* **To do**
Could you copy out, word for word, the part of the items below that opens with the line containing "Which pixel lies on the city" and closes with the line containing "pixel 202 27", with both of those lines included?

* **Records supplied**
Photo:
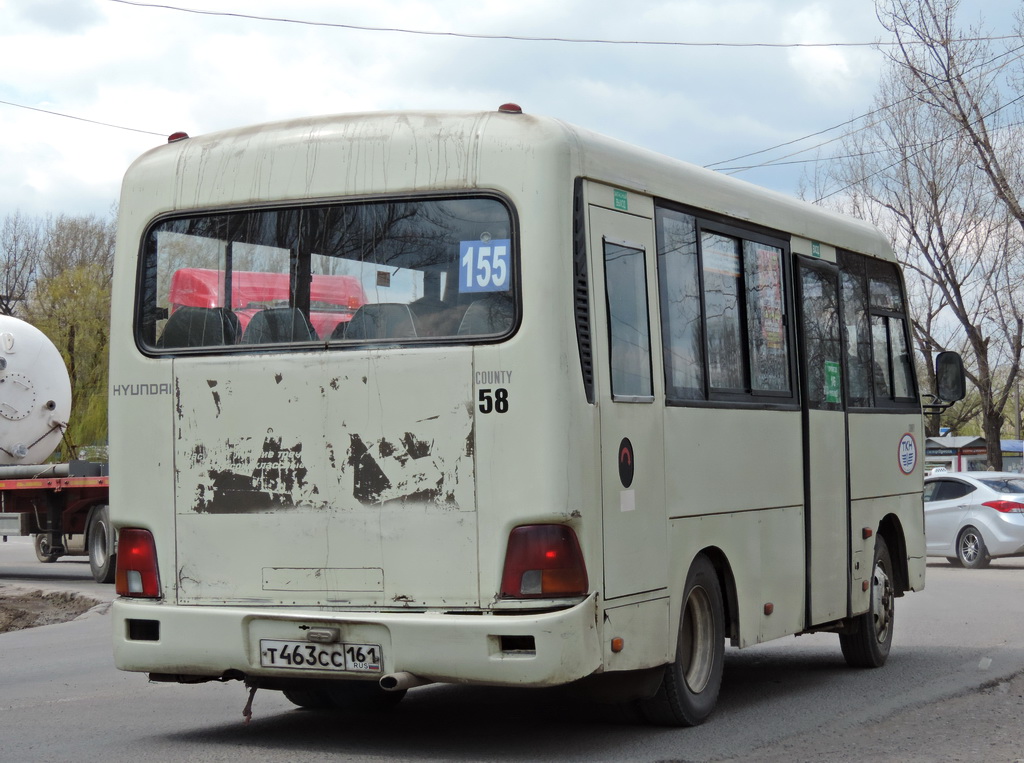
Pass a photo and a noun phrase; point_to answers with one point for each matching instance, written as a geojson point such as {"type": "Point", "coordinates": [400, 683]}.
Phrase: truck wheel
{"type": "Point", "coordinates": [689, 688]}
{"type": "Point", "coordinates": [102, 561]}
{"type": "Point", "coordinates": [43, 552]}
--
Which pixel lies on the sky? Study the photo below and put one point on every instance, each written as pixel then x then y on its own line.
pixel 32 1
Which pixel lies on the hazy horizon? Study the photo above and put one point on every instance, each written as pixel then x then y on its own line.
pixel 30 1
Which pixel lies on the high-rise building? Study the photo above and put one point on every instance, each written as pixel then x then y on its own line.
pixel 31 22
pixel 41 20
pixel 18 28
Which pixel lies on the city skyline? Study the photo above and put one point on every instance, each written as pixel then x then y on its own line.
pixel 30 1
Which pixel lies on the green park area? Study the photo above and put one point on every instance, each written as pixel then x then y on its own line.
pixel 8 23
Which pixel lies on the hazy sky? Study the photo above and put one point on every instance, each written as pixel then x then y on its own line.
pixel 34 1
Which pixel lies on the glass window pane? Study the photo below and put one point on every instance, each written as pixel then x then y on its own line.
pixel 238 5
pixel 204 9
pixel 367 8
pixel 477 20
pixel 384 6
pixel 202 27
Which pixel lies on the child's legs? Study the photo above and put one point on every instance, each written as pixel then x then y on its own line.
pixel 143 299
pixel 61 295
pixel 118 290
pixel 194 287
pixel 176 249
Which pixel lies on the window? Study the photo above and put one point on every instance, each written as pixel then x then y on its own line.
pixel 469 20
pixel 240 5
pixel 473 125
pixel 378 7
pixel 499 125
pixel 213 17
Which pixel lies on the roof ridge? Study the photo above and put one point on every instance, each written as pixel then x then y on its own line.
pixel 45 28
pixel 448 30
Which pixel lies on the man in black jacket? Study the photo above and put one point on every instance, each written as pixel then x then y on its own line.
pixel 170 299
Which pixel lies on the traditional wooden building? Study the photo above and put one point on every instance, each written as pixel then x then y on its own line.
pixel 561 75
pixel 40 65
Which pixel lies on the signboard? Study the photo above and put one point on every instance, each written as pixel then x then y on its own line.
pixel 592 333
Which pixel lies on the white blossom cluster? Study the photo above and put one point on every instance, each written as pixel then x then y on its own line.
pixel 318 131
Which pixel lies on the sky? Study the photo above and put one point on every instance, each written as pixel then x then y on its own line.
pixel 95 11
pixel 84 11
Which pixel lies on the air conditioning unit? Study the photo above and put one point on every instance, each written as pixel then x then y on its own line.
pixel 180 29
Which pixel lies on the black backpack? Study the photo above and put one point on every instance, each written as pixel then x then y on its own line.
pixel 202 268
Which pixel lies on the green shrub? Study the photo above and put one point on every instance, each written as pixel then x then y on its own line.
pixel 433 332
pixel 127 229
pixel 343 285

* **Completed exercise**
Which pixel lies on the city skyline? Study the photo above and put one point on every instance, each written as pixel then x then y on its own line.
pixel 30 1
Which pixel lies on the green park area? Study the photo above and put one point on every instance, each written as pixel then x then y on its own line.
pixel 8 23
Which pixel lies on the hazy sky? Study the photo above and put one point on every instance, each written as pixel then x then y on its own line.
pixel 34 1
Which pixel lies on the glass window pane? Study the photo below and put one point on every instance, each written as pixel then x then y on its own line.
pixel 238 5
pixel 204 9
pixel 367 8
pixel 477 20
pixel 384 6
pixel 202 27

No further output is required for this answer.